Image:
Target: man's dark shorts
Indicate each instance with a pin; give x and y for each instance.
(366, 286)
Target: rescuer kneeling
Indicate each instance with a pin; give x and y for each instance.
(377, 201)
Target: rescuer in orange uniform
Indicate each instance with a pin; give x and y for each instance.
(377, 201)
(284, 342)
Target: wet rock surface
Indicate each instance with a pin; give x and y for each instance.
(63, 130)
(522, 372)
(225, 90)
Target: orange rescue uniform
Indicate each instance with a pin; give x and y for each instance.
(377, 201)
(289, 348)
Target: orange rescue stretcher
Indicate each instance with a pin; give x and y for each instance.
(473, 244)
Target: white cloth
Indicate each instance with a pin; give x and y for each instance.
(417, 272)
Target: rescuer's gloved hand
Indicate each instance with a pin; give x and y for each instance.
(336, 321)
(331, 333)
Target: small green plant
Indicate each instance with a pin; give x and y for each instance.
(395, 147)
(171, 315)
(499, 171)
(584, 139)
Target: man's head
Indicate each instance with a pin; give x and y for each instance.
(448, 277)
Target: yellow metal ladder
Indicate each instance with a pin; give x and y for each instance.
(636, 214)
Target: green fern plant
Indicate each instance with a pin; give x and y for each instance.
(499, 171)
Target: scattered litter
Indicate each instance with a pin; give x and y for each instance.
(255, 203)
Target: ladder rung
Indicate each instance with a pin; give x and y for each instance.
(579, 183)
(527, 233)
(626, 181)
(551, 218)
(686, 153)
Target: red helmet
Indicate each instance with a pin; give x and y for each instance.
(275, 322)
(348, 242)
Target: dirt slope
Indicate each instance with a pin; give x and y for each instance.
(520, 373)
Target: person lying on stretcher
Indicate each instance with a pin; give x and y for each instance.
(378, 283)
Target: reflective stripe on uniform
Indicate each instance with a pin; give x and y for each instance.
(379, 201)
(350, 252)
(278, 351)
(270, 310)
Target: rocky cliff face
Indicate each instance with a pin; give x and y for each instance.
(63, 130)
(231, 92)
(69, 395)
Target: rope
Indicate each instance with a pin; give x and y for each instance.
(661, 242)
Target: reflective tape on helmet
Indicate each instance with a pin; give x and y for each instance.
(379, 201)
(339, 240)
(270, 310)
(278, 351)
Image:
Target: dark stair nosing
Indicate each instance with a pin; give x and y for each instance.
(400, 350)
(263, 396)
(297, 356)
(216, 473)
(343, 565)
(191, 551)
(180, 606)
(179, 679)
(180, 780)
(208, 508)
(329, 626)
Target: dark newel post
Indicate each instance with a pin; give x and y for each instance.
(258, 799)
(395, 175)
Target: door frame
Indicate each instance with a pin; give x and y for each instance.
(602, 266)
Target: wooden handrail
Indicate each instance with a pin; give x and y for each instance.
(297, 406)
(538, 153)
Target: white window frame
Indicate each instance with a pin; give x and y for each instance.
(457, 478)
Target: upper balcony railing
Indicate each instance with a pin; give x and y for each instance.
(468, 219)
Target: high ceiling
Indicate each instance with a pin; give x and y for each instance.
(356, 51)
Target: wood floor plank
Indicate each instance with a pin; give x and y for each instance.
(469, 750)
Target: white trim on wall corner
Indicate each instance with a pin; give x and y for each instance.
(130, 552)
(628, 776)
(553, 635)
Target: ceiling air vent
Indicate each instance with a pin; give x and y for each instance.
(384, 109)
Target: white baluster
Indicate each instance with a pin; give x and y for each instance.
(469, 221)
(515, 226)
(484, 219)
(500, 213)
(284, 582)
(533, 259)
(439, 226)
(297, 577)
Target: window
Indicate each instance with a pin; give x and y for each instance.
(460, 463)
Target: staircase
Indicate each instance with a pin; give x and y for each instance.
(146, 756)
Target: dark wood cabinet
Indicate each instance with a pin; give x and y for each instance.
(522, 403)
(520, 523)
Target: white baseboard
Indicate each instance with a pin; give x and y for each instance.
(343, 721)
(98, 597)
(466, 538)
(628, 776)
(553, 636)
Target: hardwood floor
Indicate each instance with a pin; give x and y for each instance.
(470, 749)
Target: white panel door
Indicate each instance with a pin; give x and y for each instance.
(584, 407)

........

Goal: Rewrite all of the material above as a numbered list with one line per item, and leave out any blank lines.

Answer below:
1. Image:
2. Target: man's dark shorts
3. Indicate each instance with a pin; give x and y for each instance.
4. (366, 286)
5. Target: rescuer kneeling
6. Indicate each instance with a pin; give x and y for each instance.
7. (377, 201)
8. Target: rescuer in orange uniform
9. Indicate each instance with a pin; give x and y for each instance.
10. (377, 201)
11. (284, 342)
12. Target: wet rock surface
13. Indicate each instance with a pin; give x and y for each instance.
14. (63, 130)
15. (522, 372)
16. (225, 90)
17. Target: orange rescue uniform
18. Indicate each instance with a pin; give x and y for each instance.
19. (377, 201)
20. (289, 348)
21. Target: orange rescue stretcher
22. Indicate each instance with a pin; give x and y for each instance.
23. (473, 244)
24. Target: white cloth
25. Indicate each instance with a pin; give x and y for each instance.
26. (417, 272)
27. Target: rescuer's gloved hand
28. Indicate each instance with a pin; give x and y for each instance.
29. (336, 321)
30. (331, 333)
31. Target: small green plant
32. Indicate each instance with a pin; give x and y for each instance.
33. (395, 147)
34. (171, 315)
35. (499, 171)
36. (584, 139)
37. Target: man's head
38. Indicate each instance with a pin; give x and y for each instance.
39. (448, 277)
40. Target: yellow metal ladder
41. Indicate each instance with a pin; give x and y for each instance.
42. (636, 214)
43. Target: green fern plant
44. Indicate each instance with a pin; give x and y for each instance.
45. (499, 171)
46. Target: scattered litter
47. Indicate each instance with a pin; give x and y for each instance.
48. (255, 203)
49. Target: ladder rung
50. Indicate each instance with a pin; give x and y for each instance.
51. (579, 183)
52. (527, 233)
53. (626, 181)
54. (551, 218)
55. (686, 153)
56. Target: red helmet
57. Indicate each instance with a pin; give x and y for each instance.
58. (275, 322)
59. (348, 242)
60. Target: dirt slope
61. Indicate each instance with a pin; give x and y for each instance.
62. (520, 373)
63. Target: person lying on stretcher
64. Indicate each instance with a pin; give x and y for each instance.
65. (378, 283)
66. Target: reflective stripe on uniform
67. Indicate each instance with a pin; give x and y for each instance.
68. (379, 201)
69. (350, 252)
70. (278, 351)
71. (270, 310)
72. Target: rocky cliff face
73. Indicate each instance with a pin; give x and y for each instance.
74. (63, 130)
75. (231, 92)
76. (69, 395)
77. Target: rope
78. Indicate each instance with a pin; give x and y for each instance.
79. (661, 242)
80. Target: reflective tape on helmet
81. Indicate each instance with a pin; give x and y for each instance.
82. (379, 201)
83. (339, 240)
84. (270, 310)
85. (278, 351)
86. Image:
87. Target: dark stair nosing
88. Indicate each instance with a pin; give x and y for each instance.
89. (400, 350)
90. (263, 396)
91. (297, 356)
92. (216, 473)
93. (343, 565)
94. (191, 551)
95. (180, 606)
96. (179, 679)
97. (180, 780)
98. (208, 508)
99. (329, 626)
100. Target: dark newel post
101. Indicate each instance with a pin; give x and y for each instance.
102. (258, 799)
103. (395, 175)
104. Target: door frame
105. Indicate each instance with a pin; give x and y for each instance.
106. (602, 266)
107. Target: wooden handrail
108. Indicate each instance with a pin; give x and y for each instance.
109. (297, 406)
110. (538, 153)
111. Target: white window frame
112. Indicate each instance with a pin; give x and y for each instance.
113. (457, 478)
114. Target: upper balcony railing
115. Indicate each instance with a pin; give x and y for each instance.
116. (468, 219)
117. Target: high ceiling
118. Indicate each instance with a pin; give x and y for each instance.
119. (356, 51)
120. Target: wood floor plank
121. Indicate each instance with a pin; give x and y for each instance.
122. (469, 750)
123. Target: white trim on wall corner
124. Indicate each instance with a pin; give x and y for each instance.
125. (130, 552)
126. (628, 776)
127. (553, 635)
128. Target: ceiling air vent
129. Indicate each instance with a pin; give x and y for each instance.
130. (384, 109)
131. Target: white baluster
132. Indicate each instance with a pin; give x and y for each instance.
133. (469, 221)
134. (515, 226)
135. (484, 219)
136. (500, 213)
137. (284, 582)
138. (533, 259)
139. (439, 226)
140. (297, 577)
141. Target: window
142. Indicate each instance with a pin; give x and y for each instance.
143. (460, 463)
144. Target: staircase
145. Indicate each instance with a pin; give x and y for each instance.
146. (146, 756)
147. Target: dark wood cabinet
148. Indicate each instance with a pin; give x and y for each instance.
149. (522, 403)
150. (520, 523)
151. Target: white baseboard
152. Indicate each instance with a pin; give x and y for each instance.
153. (343, 721)
154. (98, 597)
155. (466, 538)
156. (628, 776)
157. (553, 636)
158. Target: hardwood floor
159. Indicate each instance with a pin; give x and y for each instance.
160. (470, 749)
161. Target: white panel door
162. Indicate each instance with a pin; give x and y for each instance.
163. (584, 407)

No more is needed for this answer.